Reproduce every one of the lines below word for word, omitting the pictures.

==== MATERIAL FOR THIS TASK ====

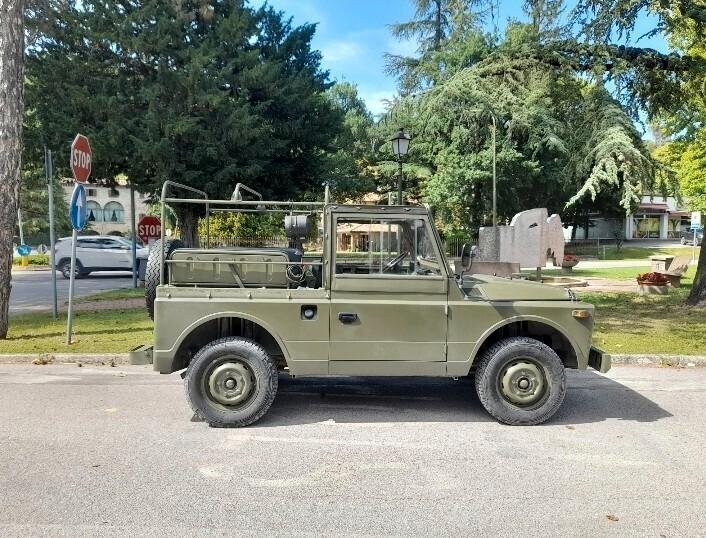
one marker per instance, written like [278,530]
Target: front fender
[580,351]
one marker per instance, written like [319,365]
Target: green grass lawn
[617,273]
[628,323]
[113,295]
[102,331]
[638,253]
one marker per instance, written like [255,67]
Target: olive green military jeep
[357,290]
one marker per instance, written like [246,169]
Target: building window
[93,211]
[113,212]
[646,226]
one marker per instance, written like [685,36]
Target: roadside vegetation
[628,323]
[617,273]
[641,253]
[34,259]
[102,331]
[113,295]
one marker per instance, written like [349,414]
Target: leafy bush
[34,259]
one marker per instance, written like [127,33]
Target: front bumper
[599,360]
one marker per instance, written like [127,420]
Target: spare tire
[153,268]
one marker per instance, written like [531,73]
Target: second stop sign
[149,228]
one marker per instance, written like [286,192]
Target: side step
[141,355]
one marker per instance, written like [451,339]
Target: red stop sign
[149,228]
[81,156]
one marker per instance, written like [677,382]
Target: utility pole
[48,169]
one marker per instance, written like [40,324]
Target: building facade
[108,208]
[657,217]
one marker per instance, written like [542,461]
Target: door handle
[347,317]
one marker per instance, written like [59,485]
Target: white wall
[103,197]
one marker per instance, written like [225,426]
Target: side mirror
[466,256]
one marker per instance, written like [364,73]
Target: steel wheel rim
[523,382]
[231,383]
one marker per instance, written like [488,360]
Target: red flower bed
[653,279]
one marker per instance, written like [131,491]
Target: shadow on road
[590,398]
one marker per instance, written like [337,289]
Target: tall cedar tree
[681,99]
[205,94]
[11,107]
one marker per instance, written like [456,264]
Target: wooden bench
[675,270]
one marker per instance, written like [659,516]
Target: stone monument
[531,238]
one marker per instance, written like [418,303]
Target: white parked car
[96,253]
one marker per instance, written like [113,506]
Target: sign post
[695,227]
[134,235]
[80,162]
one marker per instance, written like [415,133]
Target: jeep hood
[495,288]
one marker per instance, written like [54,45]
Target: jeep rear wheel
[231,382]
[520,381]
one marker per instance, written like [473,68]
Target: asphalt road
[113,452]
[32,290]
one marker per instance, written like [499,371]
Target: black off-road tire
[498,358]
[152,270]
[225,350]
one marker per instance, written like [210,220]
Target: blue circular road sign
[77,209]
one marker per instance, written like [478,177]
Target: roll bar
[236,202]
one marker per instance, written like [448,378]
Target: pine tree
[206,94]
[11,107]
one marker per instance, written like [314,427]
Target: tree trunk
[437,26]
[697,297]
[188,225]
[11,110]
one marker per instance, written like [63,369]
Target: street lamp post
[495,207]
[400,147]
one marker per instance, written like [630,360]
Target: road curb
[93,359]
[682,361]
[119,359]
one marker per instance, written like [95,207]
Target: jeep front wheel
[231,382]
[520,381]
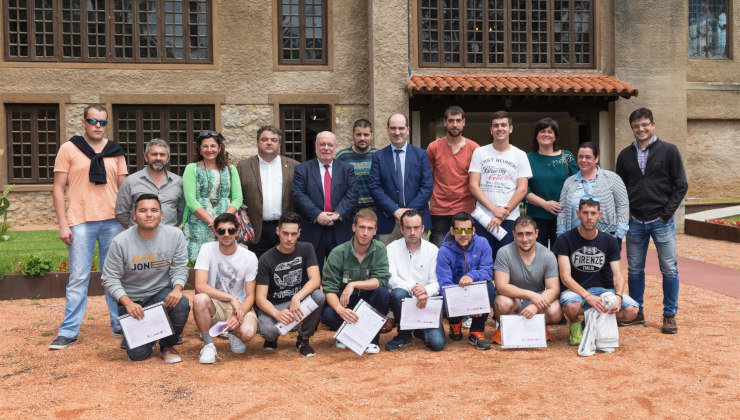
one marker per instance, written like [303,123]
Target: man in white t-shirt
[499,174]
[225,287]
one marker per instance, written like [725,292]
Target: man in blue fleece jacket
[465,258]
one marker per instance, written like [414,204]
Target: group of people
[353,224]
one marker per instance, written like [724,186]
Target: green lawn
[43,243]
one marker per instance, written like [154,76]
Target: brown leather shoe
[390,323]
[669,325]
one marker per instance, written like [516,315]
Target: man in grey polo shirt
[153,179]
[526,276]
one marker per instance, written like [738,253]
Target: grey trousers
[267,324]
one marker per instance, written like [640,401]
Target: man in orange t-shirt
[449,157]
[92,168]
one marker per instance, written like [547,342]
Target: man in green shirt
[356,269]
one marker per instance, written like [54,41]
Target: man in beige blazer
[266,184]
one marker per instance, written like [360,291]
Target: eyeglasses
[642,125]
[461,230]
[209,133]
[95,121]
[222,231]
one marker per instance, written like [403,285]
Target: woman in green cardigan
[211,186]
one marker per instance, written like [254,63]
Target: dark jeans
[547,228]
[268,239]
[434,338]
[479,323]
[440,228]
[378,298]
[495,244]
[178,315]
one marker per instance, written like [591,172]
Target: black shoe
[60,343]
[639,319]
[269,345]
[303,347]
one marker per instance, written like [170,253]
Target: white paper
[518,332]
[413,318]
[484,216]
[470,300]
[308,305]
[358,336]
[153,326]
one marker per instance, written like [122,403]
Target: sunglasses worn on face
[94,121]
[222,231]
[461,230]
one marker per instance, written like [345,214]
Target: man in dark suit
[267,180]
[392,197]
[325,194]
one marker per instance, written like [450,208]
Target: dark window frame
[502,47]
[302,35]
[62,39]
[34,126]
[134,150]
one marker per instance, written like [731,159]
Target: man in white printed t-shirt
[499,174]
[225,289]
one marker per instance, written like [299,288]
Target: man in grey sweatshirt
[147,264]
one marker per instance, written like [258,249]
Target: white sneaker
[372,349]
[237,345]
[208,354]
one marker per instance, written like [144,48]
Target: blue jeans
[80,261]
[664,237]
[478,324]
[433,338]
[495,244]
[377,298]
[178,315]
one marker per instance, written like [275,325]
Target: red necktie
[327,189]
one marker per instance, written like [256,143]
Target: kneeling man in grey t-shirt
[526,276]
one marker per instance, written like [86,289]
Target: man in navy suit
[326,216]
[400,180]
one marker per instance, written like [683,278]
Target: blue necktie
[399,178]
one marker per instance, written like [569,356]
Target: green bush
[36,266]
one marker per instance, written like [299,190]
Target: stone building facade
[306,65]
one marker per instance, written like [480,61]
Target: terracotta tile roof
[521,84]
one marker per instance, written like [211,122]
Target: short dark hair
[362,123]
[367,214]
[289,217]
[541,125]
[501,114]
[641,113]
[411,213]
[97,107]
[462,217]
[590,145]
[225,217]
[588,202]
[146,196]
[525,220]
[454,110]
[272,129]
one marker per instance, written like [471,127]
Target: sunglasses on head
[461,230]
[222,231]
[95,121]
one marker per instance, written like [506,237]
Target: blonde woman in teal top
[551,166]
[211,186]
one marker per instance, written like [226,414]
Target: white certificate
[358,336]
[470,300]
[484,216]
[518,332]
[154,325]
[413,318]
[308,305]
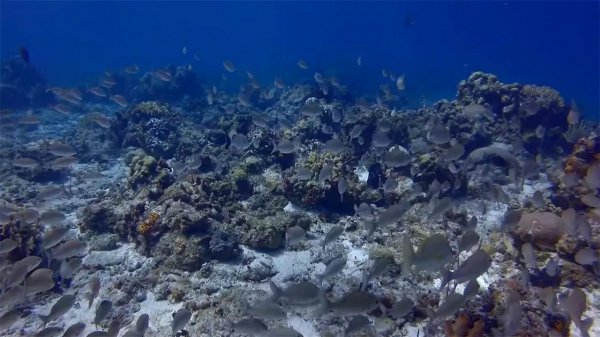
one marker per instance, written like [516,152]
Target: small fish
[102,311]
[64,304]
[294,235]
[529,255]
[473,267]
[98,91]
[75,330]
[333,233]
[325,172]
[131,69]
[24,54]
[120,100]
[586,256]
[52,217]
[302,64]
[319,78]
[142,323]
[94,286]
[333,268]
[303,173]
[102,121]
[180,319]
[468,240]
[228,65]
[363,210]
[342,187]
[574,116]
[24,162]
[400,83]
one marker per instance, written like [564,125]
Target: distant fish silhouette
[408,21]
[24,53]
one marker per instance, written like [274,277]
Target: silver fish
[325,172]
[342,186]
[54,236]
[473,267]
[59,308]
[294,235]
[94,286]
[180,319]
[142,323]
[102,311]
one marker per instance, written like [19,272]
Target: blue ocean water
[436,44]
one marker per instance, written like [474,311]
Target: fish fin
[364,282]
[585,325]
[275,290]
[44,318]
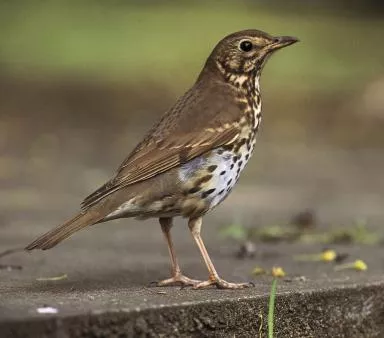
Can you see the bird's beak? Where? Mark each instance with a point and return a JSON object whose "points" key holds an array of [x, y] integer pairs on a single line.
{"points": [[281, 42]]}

====

EXERCISE RESULT:
one marker per instance, written like [278,530]
Target: front fender
[580,351]
one marker per instance, written like [319,365]
Target: green grass lawn
[617,273]
[628,323]
[113,295]
[102,331]
[638,253]
one marker per instance, written like [255,67]
Target: olive green military jeep
[357,290]
one marker per instance, written like [246,169]
Target: building window
[93,211]
[113,212]
[646,226]
one marker per instance, written like [685,36]
Target: roadside vegetation
[628,323]
[617,273]
[641,253]
[34,259]
[102,331]
[113,295]
one marker per instance, written like [349,414]
Target: leafy bush
[34,259]
one marker per instance, written like [127,33]
Target: front bumper
[599,360]
one marker per instance, written like [127,420]
Target: spare tire
[153,268]
one marker per instance, written like [531,73]
Target: second stop sign
[149,228]
one marker per instance, written like [286,192]
Target: side step
[141,355]
one marker per instance, written like [451,339]
Target: red stop sign
[149,228]
[81,156]
one marker per instance, written like [677,382]
Target: utility pole
[48,169]
one marker per instance, written like [40,324]
Target: building facade
[108,208]
[657,217]
one marker per instance, written like [542,461]
Target: door handle
[347,317]
one marker per instance, written like [59,485]
Target: white wall
[103,197]
one marker per instance, written like [225,426]
Target: side mirror
[466,256]
one marker per instance, written like [364,73]
Target: steel wheel rim
[523,382]
[231,383]
one marker per instance, written like [488,360]
Target: red flower bed
[653,279]
one marker per instance, written like [131,491]
Target: shadow on road
[590,398]
one marker per instance, written like [337,289]
Target: tall cedar tree
[681,99]
[205,94]
[11,107]
one marker per instance, written like [456,264]
Target: wooden bench
[675,270]
one marker per instance, written like [659,516]
Target: stone monument
[531,238]
one marker per instance, written like [418,303]
Target: white parked car
[96,253]
one marker per instance, written like [113,506]
Target: sign post
[695,227]
[134,235]
[80,162]
one marker per instance, written like [415,133]
Target: jeep hood
[495,288]
one marker per instance, written like [54,45]
Target: jeep rear wheel
[231,382]
[520,381]
one marker per instance, written like [473,68]
Target: asphalt road
[113,452]
[32,290]
one marker per instance, written like [499,371]
Target: black off-road tire
[498,358]
[152,270]
[225,350]
one marker per instance, written like [210,220]
Target: blue circular road sign
[77,209]
one marker per instance, written like [478,177]
Target: roll bar
[236,202]
one marker per instance, written like [448,378]
Target: pine tree
[206,94]
[11,107]
one marker per instance, written like [314,427]
Target: tree trunk
[437,26]
[697,297]
[188,225]
[11,110]
one marker per instance, written like [63,369]
Target: street lamp post
[495,207]
[400,147]
one marker per instance, written like [630,360]
Target: road curb
[93,359]
[682,361]
[119,359]
one marker per instance, written like [95,207]
Target: jeep front wheel
[231,382]
[520,381]
one marker per instance, written like [303,123]
Target: man in white t-shirt
[499,174]
[225,287]
one marker per instance, written like [725,292]
Target: man in blue fleece jacket
[465,258]
one marker per instance, written like [414,204]
Target: group of people
[353,224]
one marker per instance, written like [724,186]
Target: green lawn
[43,243]
one marker per instance, written like [154,76]
Target: brown leather shoe
[390,323]
[669,325]
one marker per instance, written like [516,315]
Target: man in grey polo shirt
[153,179]
[526,276]
one marker per instance, written like [738,253]
Target: grey trousers
[267,324]
one marker per instance, written like [640,401]
Target: man in orange t-shirt
[449,157]
[92,168]
one marker per instance, written like [547,342]
Target: man in green shirt
[356,269]
one marker per instance, written like [54,41]
Target: man in beige blazer
[266,184]
one marker per instance, written like [360,291]
Target: eyeglasses
[642,125]
[461,230]
[209,133]
[95,121]
[222,231]
one marker per instance, written like [403,285]
Target: woman in green cardigan
[211,186]
one marker per instance, written like [254,63]
Target: dark jeans
[547,228]
[268,239]
[434,338]
[479,323]
[440,228]
[378,298]
[495,244]
[178,315]
one marker per instance, written like [591,172]
Target: black shoe
[60,343]
[639,319]
[269,345]
[303,347]
one marker per instance, written like [170,253]
Target: white paper
[518,332]
[413,318]
[484,216]
[470,300]
[308,305]
[358,336]
[153,326]
one marker per instance, written like [122,403]
Target: sunglasses worn on face
[94,121]
[222,231]
[461,230]
one marker per instance, written like [345,214]
Target: man in dark suit
[267,180]
[392,197]
[325,194]
one marker per instance, written like [450,208]
Target: dark window frame
[502,47]
[302,35]
[62,39]
[34,126]
[134,150]
one marker per instance, written like [731,159]
Target: man in white printed t-shirt
[499,174]
[225,289]
one marker per instance, written like [299,288]
Target: man in grey sweatshirt
[147,264]
one marker per instance, written like [258,249]
Target: white sneaker
[372,349]
[237,345]
[208,354]
one marker per instance, written like [144,48]
Target: blue jeans
[80,261]
[664,237]
[478,324]
[433,338]
[495,244]
[377,298]
[178,315]
one marker per instance, written like [275,325]
Target: red necktie
[327,189]
one marker per instance, written like [256,143]
Target: kneeling man in grey t-shirt
[526,276]
one marker per instance, written like [86,289]
Target: man in navy suit
[326,216]
[400,180]
one marker per instance, written like [683,278]
Target: blue necktie
[399,178]
one marker per instance, written like [569,356]
Target: green bush
[36,266]
one marker per instance, written like [299,190]
Target: stone building facade
[306,65]
one marker per instance, written like [480,61]
Target: terracotta tile roof
[521,84]
one marker per instance, written like [211,122]
Target: short dark hair
[362,123]
[367,214]
[289,217]
[541,125]
[501,114]
[641,113]
[411,213]
[97,107]
[462,217]
[590,145]
[225,217]
[588,202]
[146,196]
[525,220]
[454,110]
[272,129]
one marker per instance, written like [471,127]
Target: sunglasses on head
[461,230]
[222,231]
[95,121]
one marker per instance, written like [506,237]
Target: blonde woman in teal top
[551,166]
[211,186]
one marker per instance, written like [226,414]
Target: white certificate
[358,336]
[470,300]
[484,216]
[518,332]
[154,325]
[413,318]
[308,305]
one marker per instance, written like [516,152]
Target: small fish
[102,311]
[64,304]
[294,235]
[529,255]
[473,267]
[98,91]
[75,330]
[333,233]
[325,172]
[131,69]
[24,54]
[120,100]
[586,256]
[52,217]
[302,64]
[319,78]
[142,323]
[94,286]
[333,268]
[303,173]
[102,121]
[180,319]
[468,240]
[228,65]
[363,210]
[342,187]
[574,116]
[24,162]
[400,83]
one marker per instance, written like [564,125]
Target: distant fish silhouette
[408,21]
[24,53]
one marker per instance, written like [274,277]
Target: silver fish
[325,172]
[342,186]
[54,236]
[473,267]
[59,308]
[294,235]
[94,286]
[180,319]
[142,323]
[102,311]
one marker per instance, written like [19,272]
Target: blue ocean water
[436,44]
one marker per instance, written like [474,311]
Target: fish fin
[364,282]
[585,325]
[275,290]
[44,318]
Can you see the bird's beak? Where? Mark each instance with a point and return a JSON object whose "points" key holds an array of [x, y] integer pairs on a single line.
{"points": [[281, 42]]}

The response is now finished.